## Recorded data

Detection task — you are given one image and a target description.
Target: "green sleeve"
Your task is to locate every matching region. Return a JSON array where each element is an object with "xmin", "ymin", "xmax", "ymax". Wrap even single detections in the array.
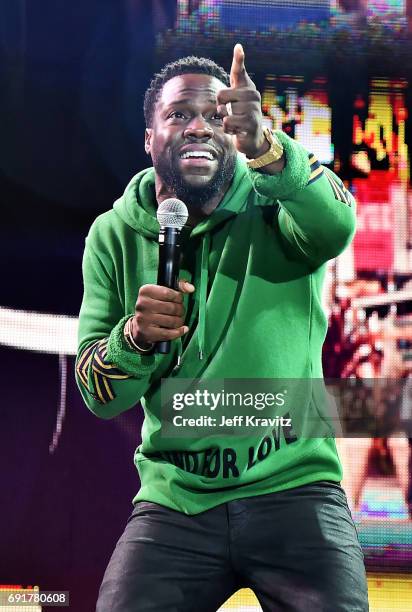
[
  {"xmin": 248, "ymin": 130, "xmax": 356, "ymax": 266},
  {"xmin": 75, "ymin": 224, "xmax": 166, "ymax": 419}
]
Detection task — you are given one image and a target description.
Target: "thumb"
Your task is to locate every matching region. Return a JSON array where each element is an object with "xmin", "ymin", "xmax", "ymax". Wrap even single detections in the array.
[{"xmin": 178, "ymin": 279, "xmax": 195, "ymax": 294}]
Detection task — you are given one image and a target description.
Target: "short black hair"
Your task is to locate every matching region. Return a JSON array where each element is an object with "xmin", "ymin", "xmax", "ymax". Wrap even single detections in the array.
[{"xmin": 144, "ymin": 56, "xmax": 230, "ymax": 127}]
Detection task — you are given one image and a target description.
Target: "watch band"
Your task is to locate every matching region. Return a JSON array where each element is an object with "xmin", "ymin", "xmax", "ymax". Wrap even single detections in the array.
[{"xmin": 246, "ymin": 128, "xmax": 284, "ymax": 169}]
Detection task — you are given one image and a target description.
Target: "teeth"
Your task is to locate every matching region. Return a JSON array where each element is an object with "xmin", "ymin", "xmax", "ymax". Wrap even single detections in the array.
[{"xmin": 180, "ymin": 151, "xmax": 214, "ymax": 160}]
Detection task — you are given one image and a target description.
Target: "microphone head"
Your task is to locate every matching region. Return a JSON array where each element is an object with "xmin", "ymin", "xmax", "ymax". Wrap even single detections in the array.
[{"xmin": 157, "ymin": 198, "xmax": 188, "ymax": 230}]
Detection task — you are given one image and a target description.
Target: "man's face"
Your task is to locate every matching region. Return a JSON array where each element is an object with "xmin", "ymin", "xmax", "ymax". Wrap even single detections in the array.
[{"xmin": 145, "ymin": 73, "xmax": 237, "ymax": 206}]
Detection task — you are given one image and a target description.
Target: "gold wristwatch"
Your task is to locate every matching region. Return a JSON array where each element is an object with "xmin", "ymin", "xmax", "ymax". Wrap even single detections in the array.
[{"xmin": 246, "ymin": 128, "xmax": 284, "ymax": 169}]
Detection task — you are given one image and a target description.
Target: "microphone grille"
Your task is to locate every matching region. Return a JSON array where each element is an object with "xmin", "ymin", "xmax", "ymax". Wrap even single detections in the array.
[{"xmin": 157, "ymin": 198, "xmax": 188, "ymax": 229}]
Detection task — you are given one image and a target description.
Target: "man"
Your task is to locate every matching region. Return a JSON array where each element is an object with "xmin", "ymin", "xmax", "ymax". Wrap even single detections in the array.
[{"xmin": 76, "ymin": 45, "xmax": 368, "ymax": 611}]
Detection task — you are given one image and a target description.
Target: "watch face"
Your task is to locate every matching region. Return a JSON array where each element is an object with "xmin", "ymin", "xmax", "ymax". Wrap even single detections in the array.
[
  {"xmin": 246, "ymin": 128, "xmax": 284, "ymax": 168},
  {"xmin": 272, "ymin": 141, "xmax": 283, "ymax": 154},
  {"xmin": 264, "ymin": 127, "xmax": 274, "ymax": 142},
  {"xmin": 265, "ymin": 128, "xmax": 282, "ymax": 150},
  {"xmin": 268, "ymin": 135, "xmax": 283, "ymax": 161}
]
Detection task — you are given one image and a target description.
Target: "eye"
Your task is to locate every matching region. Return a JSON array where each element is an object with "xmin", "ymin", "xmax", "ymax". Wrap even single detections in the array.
[
  {"xmin": 168, "ymin": 111, "xmax": 185, "ymax": 120},
  {"xmin": 211, "ymin": 112, "xmax": 223, "ymax": 122}
]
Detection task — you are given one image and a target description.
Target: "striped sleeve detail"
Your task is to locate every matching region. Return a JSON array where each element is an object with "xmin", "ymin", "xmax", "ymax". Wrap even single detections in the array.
[
  {"xmin": 76, "ymin": 340, "xmax": 100, "ymax": 392},
  {"xmin": 324, "ymin": 168, "xmax": 352, "ymax": 206},
  {"xmin": 307, "ymin": 153, "xmax": 324, "ymax": 185},
  {"xmin": 77, "ymin": 338, "xmax": 131, "ymax": 405},
  {"xmin": 92, "ymin": 339, "xmax": 131, "ymax": 379}
]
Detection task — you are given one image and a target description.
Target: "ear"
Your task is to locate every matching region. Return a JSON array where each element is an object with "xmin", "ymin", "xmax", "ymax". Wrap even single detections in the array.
[{"xmin": 145, "ymin": 128, "xmax": 152, "ymax": 155}]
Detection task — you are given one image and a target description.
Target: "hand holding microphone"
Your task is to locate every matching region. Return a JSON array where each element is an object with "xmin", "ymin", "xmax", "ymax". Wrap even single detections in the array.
[{"xmin": 128, "ymin": 199, "xmax": 194, "ymax": 354}]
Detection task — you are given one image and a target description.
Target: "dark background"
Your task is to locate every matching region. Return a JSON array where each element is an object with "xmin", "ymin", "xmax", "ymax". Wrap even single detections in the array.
[
  {"xmin": 1, "ymin": 2, "xmax": 163, "ymax": 609},
  {"xmin": 0, "ymin": 1, "xmax": 174, "ymax": 314}
]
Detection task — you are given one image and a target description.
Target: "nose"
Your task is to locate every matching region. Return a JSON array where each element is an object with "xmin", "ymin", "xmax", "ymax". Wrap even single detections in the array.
[{"xmin": 183, "ymin": 115, "xmax": 214, "ymax": 140}]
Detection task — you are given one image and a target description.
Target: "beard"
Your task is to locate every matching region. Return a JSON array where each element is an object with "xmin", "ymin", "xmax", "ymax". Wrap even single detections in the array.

## What the task requires
Output the data exactly. Leave every picture out.

## Written response
Detection task — you are given one image and a target description.
Target: "green sleeve"
Your task is to locate every matching region. Return a JSON array where each element is an object with "xmin", "ymin", "xmax", "ymax". Wrap even single detections in the array.
[
  {"xmin": 248, "ymin": 130, "xmax": 356, "ymax": 266},
  {"xmin": 75, "ymin": 224, "xmax": 166, "ymax": 419}
]
Detection task — you are given one image and a target description.
Target: "thumb"
Your task is to locate every matching region. Return a JSON array where each element is an object with "xmin", "ymin", "xmax", "ymax". Wrap even single detections in the array.
[{"xmin": 178, "ymin": 279, "xmax": 195, "ymax": 294}]
Detection task — you are given one image and a target description.
Target: "short black hair"
Your task is to locate every matching region. Return a JSON array where each element is an object with "xmin", "ymin", "xmax", "ymax". Wrap even single detections in the array.
[{"xmin": 144, "ymin": 56, "xmax": 230, "ymax": 127}]
Detection task — you are given one image and a target description.
Target: "watch band"
Your task is to locate every matching region. Return a JSON array where each element is an object with "xmin", "ymin", "xmax", "ymax". Wrap even single detections in the array.
[{"xmin": 246, "ymin": 128, "xmax": 284, "ymax": 169}]
Detection task — you are given one image and a target description.
Target: "teeth"
Your task is to locate every matching region. Return a JSON array where each element is an object with "xmin", "ymin", "xmax", "ymax". Wrap even single detections in the array.
[{"xmin": 180, "ymin": 151, "xmax": 214, "ymax": 160}]
Detection task — you are given one image and a target description.
Target: "microphone head"
Your task is to locate every matching region. Return a JSON array where each element is an object with "xmin", "ymin", "xmax", "ymax". Wrap even single detections in the array.
[{"xmin": 157, "ymin": 198, "xmax": 188, "ymax": 230}]
Detection task — you are given one image and a target description.
Target: "man's face"
Your task is to locate every matching region. Return a JSON array where each element is an object with "xmin", "ymin", "xmax", "ymax". Wrap even single detections in the array.
[{"xmin": 145, "ymin": 73, "xmax": 237, "ymax": 206}]
Detection task — you are given one image and a target description.
Target: "gold wristwatch"
Your task is to locate every matching region. Return a JSON array where each element is an object with "xmin", "ymin", "xmax", "ymax". Wrap even single detections in the array.
[{"xmin": 246, "ymin": 128, "xmax": 284, "ymax": 169}]
Detection task — you are given one image and a target description.
Target: "microphone grille"
Your task is to locate every matching region. Return a JSON array where each element is an object with "xmin", "ymin", "xmax", "ymax". Wrap even single detections in the array.
[{"xmin": 157, "ymin": 198, "xmax": 188, "ymax": 229}]
Detection task — you are given one image and a target description.
Target: "man"
Your task is to locate every matching region. Return a JSON array where each element is an object with "xmin", "ymin", "xmax", "ymax". Wrap even single detections in the array.
[{"xmin": 76, "ymin": 45, "xmax": 368, "ymax": 611}]
Detection task — you are given one image and a target description.
Target: "watch face"
Your task is to locate every matching region. Return a JSON array where each element is an object with "xmin", "ymin", "xmax", "ymax". Wrap even single detections in the array.
[
  {"xmin": 246, "ymin": 128, "xmax": 284, "ymax": 168},
  {"xmin": 272, "ymin": 141, "xmax": 283, "ymax": 154},
  {"xmin": 264, "ymin": 127, "xmax": 274, "ymax": 142},
  {"xmin": 265, "ymin": 128, "xmax": 282, "ymax": 150},
  {"xmin": 268, "ymin": 135, "xmax": 283, "ymax": 161}
]
Detection task — you are given one image and a target description.
Target: "eye"
Your task is to locate every matching region. Return a JSON array where each element is an object with "xmin", "ymin", "xmax", "ymax". Wrap even single detections in the array.
[
  {"xmin": 168, "ymin": 111, "xmax": 185, "ymax": 120},
  {"xmin": 211, "ymin": 112, "xmax": 223, "ymax": 122}
]
Detection task — you are given one image and a target description.
Target: "striped sleeve detail"
Your task is to locate every matching region. Return a JSON array where each element is an object with "xmin", "ymin", "xmax", "ymax". Wrap even single detections in the array.
[
  {"xmin": 76, "ymin": 340, "xmax": 100, "ymax": 392},
  {"xmin": 324, "ymin": 168, "xmax": 352, "ymax": 206},
  {"xmin": 307, "ymin": 153, "xmax": 324, "ymax": 185},
  {"xmin": 77, "ymin": 338, "xmax": 131, "ymax": 405},
  {"xmin": 92, "ymin": 339, "xmax": 131, "ymax": 379}
]
Detection task — you are given one image and a target description.
Target: "ear"
Your task is to locate every matching region. Return a JSON array where each element is an object with "xmin", "ymin", "xmax", "ymax". Wrap even single detections in the array.
[{"xmin": 145, "ymin": 128, "xmax": 152, "ymax": 155}]
Detection task — you are given one image and a target description.
Target: "hand holding microphone"
Your task is to locate every matching region. Return a JSON array where each element is an object with "xmin", "ymin", "xmax", "ymax". Wrap even single detections in the array.
[{"xmin": 128, "ymin": 199, "xmax": 194, "ymax": 354}]
Detection task — you are given one image and a target description.
Target: "dark background"
Your task is to locate every matching region. Return a JSON array where each element is an object with "xmin", "ymin", "xmax", "ymax". Wrap even single detections in the array.
[
  {"xmin": 1, "ymin": 2, "xmax": 163, "ymax": 609},
  {"xmin": 0, "ymin": 1, "xmax": 174, "ymax": 314}
]
Detection task — you are given one image and a target description.
Target: "nose"
Your task is to locate every matching region. Return a JSON array where each element is an object with "xmin", "ymin", "xmax", "ymax". Wrap even single detections in the array.
[{"xmin": 183, "ymin": 115, "xmax": 214, "ymax": 140}]
Detection task — you are given one image and a target description.
Target: "beard"
Your task is to locate every matching region. Return a JSON array where each element is an object with "xmin", "ymin", "xmax", "ymax". Wrap even single detections in the array.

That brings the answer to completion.